===== Page extract

I've had a go at comparing the two drivers with the big benchmark. I know div has done this before a bit on some other hardware too.
- 2x1GHz P3
- 896Mb RAM
- Geforce FX5600 256Mb
- Arch Linux x86
- Nouveau snapshot and NVIDIA 173
This is about as old hardware as you can get Xonotic running on in a playable state (640x480, low details and a bit of tweaking) and therefore the latest NVIDIA drivers don't support this card so older 173 series must be used which requires rolling back to Xorg 1.10.
The differences I've noticed:
- Performance is down. 15fps on OMG, 10fps on low vs 25fps on OMG, 18fps on low, 14fps on med, 5fps on normal.
- The nouveau driver crashes the game on medium setting.
- OpenGL 2.0 support is missing whereas with the NVIDIA card all of the way up to ultimate should theoretically work!
- Graphical corruptions on screen with coloured polygons stretched across the screen.
- Texture compression is not supported so the error message is always seen and this adds greatly to the map loading time
- Some flickering screen issues with the NEC monitor used. Never had this before with this screen.
- Performance and quality of Nouveau does go up and down a lot between versions of mesa and the kernel
Under Linux we now have what is starting to become a real option other than the NVIDIA driver but aside from the 'free' software mantra, it still lags behind the NVIDIA driver.
Interested to know what other peoples experiences are with Nouveau.

==========

◆ Challenges
a – List each item of hardware and software in the test setup that the graphics driver comparison lists before describing the differences.
b – Count the lines in the entries that contain the string "black", treating case as significant. Reply with the number only.

===== Raw records

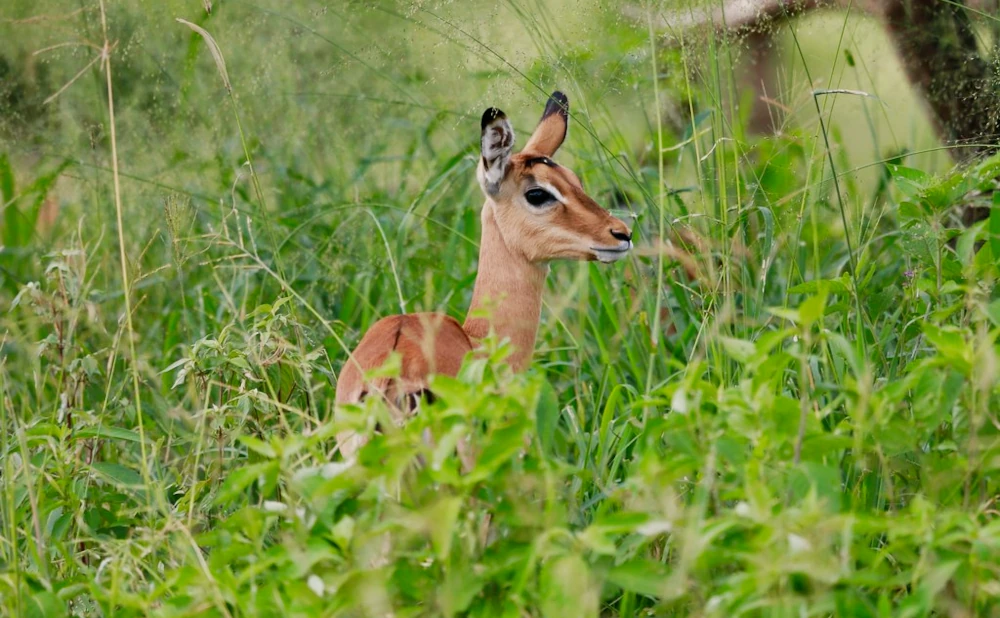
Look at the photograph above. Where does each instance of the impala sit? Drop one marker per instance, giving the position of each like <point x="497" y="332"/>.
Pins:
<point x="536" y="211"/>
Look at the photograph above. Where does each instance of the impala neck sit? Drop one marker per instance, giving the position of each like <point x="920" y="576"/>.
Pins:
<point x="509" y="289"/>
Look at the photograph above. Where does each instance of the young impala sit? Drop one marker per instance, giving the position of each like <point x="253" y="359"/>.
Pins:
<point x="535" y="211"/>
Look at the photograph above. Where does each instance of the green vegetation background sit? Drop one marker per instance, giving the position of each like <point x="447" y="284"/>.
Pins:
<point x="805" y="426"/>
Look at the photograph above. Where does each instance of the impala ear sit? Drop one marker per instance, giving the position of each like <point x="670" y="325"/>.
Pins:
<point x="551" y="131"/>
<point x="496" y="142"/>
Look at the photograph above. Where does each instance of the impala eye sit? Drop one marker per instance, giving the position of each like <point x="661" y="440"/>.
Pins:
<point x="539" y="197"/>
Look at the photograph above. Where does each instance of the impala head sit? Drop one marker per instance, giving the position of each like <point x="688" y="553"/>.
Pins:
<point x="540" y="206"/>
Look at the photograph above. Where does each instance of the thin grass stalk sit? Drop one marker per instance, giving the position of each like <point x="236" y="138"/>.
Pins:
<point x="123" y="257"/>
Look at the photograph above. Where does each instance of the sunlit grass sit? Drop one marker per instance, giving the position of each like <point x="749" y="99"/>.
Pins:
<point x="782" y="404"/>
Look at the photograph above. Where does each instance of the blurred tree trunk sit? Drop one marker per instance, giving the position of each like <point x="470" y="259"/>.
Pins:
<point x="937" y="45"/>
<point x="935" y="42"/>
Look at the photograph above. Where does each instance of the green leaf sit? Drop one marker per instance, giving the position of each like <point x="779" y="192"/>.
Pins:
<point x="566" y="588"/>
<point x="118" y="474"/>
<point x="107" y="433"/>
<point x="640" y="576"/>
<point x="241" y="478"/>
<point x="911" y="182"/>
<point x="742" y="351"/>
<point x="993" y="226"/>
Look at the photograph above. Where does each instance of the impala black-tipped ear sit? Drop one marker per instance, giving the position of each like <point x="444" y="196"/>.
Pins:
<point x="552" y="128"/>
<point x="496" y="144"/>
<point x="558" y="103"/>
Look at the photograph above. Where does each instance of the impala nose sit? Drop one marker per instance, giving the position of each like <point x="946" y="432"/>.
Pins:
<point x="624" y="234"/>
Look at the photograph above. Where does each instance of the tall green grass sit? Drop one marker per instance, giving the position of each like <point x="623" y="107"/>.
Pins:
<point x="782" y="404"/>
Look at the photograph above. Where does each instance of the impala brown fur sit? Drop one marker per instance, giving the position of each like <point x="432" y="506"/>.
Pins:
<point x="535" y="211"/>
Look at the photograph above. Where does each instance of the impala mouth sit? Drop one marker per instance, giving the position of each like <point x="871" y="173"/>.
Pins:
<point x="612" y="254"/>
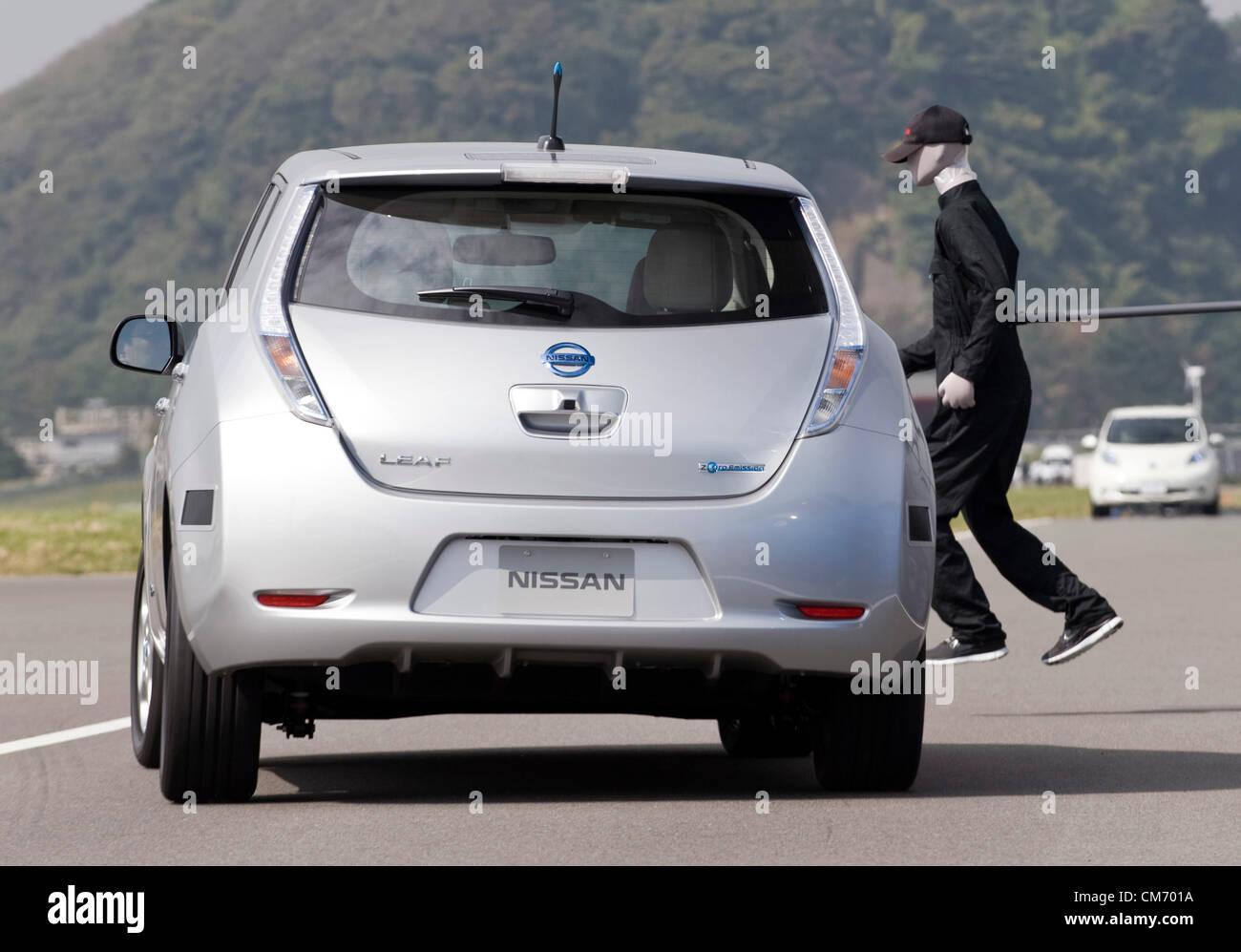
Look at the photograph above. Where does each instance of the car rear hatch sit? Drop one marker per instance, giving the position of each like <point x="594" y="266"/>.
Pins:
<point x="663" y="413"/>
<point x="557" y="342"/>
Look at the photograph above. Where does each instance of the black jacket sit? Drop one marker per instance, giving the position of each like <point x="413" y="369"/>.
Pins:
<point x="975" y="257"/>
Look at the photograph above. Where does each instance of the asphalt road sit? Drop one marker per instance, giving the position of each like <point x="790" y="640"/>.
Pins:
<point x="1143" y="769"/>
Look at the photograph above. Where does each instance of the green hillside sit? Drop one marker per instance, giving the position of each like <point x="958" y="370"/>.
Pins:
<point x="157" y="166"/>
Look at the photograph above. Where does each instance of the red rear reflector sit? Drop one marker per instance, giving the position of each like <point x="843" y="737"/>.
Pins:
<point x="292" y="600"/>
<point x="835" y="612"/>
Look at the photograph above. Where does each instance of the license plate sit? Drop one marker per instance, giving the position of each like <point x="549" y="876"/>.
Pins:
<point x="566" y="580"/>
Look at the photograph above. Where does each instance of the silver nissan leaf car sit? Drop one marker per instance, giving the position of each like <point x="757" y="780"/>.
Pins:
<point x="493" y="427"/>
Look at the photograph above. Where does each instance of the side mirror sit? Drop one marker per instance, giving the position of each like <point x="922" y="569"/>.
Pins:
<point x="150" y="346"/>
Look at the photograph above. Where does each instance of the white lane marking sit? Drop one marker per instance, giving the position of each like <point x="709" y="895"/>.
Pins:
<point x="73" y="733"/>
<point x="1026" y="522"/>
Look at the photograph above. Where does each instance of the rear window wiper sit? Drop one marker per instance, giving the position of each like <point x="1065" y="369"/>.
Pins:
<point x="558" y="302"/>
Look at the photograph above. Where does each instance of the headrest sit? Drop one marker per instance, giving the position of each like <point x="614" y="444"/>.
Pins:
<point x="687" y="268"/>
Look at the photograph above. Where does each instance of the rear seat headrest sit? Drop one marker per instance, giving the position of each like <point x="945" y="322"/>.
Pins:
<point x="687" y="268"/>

==========

◆ Responses by task
a –
- 2x1GHz P3
- 896Mb RAM
- Geforce FX5600 256Mb
- Arch Linux x86
- Nouveau snapshot and NVIDIA 173

b – 2